Zep: "Paris dans 100 ans ne sera pas très différent de celui d’aujourd’hui"

Paris 2119 par Zep et Bertail

Paris 2119 par Zep et Bertail - Zep Bertail Rue de Sèvres 2019

Zep signe le scénario de Paris 2119, une BD dessinée par Dominique Bertail qui sort mercredi 23 janvier. Il y décrit une société futuriste où chacun sera fiché et prédit que les individus cesseront bientôt de voyager dans le monde pour se replier sur eux-mêmes.

Dans The End, sorti au printemps 2018, Zep racontait la fin du monde. Paradoxalement, sa nouvelle BD, Paris 2119, dont il est cette fois uniquement le scénariste, se révèle plus pessimiste, plus sombre, plus désespérée.

Situé comme son titre l’indique à Paris en 2119, cet album dessiné par Dominique Bertail décrit une société futuriste où chacun est fiché. Si le métro existe encore, utilisé principalement par des junkies et des nostalgiques, la société préfère se téléporter grâce aux cabines "Transcore". Le héros, Tristan, rejette cette modernité. Un jour, il constate des comportements anormaux chez les utilisateurs des "Transcore"…

"L’anticipation est rarement optimiste"

"C’est vrai que cet album est un tout petit peu plus sombre [que The End], car on ne résout rien du tout", répond Zep. "On suit juste le destin de deux personnages qui s’échappent de cette histoire. Ils sont face à quelque chose d’implacable. C’est le genre: l’anticipation est rarement optimiste. J’aime bien ce genre qui nous met face à des peurs. C’est le rôle de la SF de se manifester comme un signal de l’avenir que l’on est en train de préparer." "A la première lecture, je n’avais pas vraiment réalisé à quel point c’était pessimiste", renchérit Dominique Bertail. "Je me suis fait un peu avoir par la fausse happy end."

● ● ● ●

* **Consigne**:
Poursuivez l'article sur la BD Paris 2119 à partir de sa dernière phrase.

● ● ● ●

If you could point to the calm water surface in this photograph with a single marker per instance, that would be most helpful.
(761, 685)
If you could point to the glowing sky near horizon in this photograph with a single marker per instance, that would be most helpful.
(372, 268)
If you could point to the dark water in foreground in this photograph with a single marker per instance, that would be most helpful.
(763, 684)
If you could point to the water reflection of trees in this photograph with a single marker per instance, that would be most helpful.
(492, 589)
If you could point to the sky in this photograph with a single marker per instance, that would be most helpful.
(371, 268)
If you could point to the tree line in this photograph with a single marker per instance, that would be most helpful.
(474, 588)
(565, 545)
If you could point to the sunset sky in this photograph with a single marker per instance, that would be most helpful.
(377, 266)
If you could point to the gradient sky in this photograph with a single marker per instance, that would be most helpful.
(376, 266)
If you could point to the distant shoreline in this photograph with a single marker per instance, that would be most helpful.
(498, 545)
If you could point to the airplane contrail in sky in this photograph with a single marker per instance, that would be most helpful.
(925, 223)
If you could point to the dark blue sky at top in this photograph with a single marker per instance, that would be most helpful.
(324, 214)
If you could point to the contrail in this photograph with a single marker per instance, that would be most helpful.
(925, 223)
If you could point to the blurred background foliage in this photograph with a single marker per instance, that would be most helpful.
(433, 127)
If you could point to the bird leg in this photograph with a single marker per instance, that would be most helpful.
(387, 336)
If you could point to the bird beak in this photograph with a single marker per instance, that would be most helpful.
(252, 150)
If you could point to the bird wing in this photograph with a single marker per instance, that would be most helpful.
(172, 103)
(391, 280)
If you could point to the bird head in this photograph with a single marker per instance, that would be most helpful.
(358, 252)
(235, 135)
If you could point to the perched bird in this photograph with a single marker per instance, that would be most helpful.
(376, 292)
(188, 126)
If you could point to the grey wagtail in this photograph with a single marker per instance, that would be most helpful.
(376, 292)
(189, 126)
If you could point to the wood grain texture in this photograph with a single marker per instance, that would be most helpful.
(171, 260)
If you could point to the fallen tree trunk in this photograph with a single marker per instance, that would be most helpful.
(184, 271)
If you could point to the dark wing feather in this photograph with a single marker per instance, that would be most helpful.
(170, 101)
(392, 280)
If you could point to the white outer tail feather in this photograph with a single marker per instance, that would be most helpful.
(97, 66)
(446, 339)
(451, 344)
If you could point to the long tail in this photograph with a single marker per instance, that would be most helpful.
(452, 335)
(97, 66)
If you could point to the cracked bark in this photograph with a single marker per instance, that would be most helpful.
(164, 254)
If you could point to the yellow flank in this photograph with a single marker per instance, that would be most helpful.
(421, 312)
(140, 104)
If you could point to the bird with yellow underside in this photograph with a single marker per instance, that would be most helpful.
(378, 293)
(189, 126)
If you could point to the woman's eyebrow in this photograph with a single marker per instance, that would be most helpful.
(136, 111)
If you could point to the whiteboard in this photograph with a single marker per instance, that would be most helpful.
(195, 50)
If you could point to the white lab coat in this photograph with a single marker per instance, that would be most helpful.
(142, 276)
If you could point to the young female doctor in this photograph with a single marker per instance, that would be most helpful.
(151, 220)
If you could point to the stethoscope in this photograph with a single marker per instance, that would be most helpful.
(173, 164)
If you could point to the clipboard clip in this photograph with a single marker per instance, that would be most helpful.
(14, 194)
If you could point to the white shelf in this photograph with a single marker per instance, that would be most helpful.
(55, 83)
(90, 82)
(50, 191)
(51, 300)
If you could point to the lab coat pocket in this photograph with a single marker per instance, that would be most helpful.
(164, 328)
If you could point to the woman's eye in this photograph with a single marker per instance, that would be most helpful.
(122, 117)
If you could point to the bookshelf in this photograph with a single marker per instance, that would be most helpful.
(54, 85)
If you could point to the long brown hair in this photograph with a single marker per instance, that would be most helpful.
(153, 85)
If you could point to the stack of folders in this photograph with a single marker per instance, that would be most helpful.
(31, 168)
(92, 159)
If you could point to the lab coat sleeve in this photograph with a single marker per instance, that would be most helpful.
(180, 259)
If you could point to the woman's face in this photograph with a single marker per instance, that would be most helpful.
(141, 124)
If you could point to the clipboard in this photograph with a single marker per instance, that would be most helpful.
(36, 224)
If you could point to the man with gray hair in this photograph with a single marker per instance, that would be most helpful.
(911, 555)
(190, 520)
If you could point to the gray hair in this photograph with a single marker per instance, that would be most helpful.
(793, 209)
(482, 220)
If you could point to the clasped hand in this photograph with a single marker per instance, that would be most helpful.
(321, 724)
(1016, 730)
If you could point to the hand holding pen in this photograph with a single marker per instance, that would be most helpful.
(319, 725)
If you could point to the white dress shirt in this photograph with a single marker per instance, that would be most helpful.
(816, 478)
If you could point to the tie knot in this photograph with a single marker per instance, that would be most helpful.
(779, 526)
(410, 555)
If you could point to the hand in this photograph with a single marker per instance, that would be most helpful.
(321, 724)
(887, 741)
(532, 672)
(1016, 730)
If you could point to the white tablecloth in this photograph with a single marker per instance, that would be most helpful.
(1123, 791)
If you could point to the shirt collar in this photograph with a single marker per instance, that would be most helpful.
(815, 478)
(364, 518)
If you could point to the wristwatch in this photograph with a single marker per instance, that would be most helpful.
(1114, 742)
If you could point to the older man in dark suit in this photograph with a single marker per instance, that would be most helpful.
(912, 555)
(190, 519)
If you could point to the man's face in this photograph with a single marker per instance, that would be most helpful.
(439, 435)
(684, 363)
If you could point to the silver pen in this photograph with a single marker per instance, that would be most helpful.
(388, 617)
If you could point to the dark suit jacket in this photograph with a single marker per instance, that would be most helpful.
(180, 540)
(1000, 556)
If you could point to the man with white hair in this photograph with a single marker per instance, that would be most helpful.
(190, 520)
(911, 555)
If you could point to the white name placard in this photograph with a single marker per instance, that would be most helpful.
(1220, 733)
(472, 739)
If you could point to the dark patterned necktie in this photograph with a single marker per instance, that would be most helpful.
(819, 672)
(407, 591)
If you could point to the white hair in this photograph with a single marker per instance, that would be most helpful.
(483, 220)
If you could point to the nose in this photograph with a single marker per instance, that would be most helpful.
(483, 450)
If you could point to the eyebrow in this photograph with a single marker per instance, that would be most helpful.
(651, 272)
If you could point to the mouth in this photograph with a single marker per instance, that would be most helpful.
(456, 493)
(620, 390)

● ● ● ●

* **Réponse**:
Le métro dans le futur
Le métro dans le futur © Zep Bertail Rue de Sèvres 2019

Le Paris du futur imaginé par les deux auteurs est replié sur lui-même. Zep et Bertail en ont accentué l’aspect ville musée: "Paris dans 100 ans ne sera pas très différent de celui d’aujourd’hui, qui n’est pas très différent d’il y a cent ans", commente le scénariste. "Même si la société évolue, se transforme, on ne peut pas toucher à grand chose. C’est plus la manière dont on va investir les lieux. Dominique a donc eu l’idée d’avoir des zones où il fait beau, d’autres où il pleut. C’est une ville que tout le monde connaît. On peut jouer avec des codes."

"Une caricature de ce que Paris est devenu"

Dominique Bertail, qui a quitté Paris depuis plusieurs années, a eu envie de la dessiner "un petit peu par nostalgie", mais aussi pour y ajouter "des couches pseudo-futuristes qui permettent de faire une caricature de ce que la ville est devenue", dit-il:

"J’avais la sensation, en revenant, que Paris était de plus en plus dur, de plus en plus sombre. Il y avait plus de gens dans la rue, avec une grosse séparation de strates sociales entre les beaux quartiers branchés et ceux à l’abandon. D’où cette volonté de les séparer graphiquement par la météo. Toutes les décisions graphiques dressent un portrait du Paris d’aujourd’hui, plus qu’un portrait de ce que sera Paris, puisqu’on n’en sait rien."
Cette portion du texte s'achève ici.